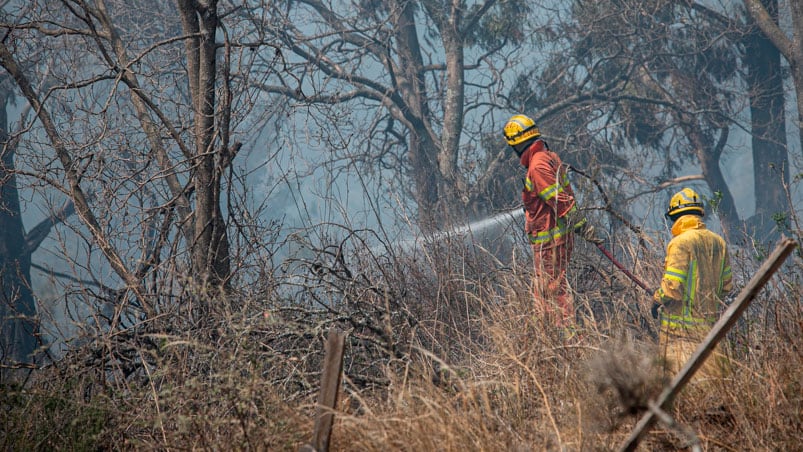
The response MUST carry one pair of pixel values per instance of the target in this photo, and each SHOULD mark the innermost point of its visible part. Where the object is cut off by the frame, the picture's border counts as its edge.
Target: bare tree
(133, 118)
(673, 94)
(409, 86)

++++++

### WORK ITEM
Your answer must be an exact transcription of every entry, minus the pictures.

### REPLY TO THE TASK
The response MUST carry one pair of pixel values per instance of the target in this photo, and each SHOULD mark the innermost point of its visible part. Where the object is cut off by the frame, the picture's border counts as its edge.
Target: bare tree
(133, 118)
(673, 94)
(409, 86)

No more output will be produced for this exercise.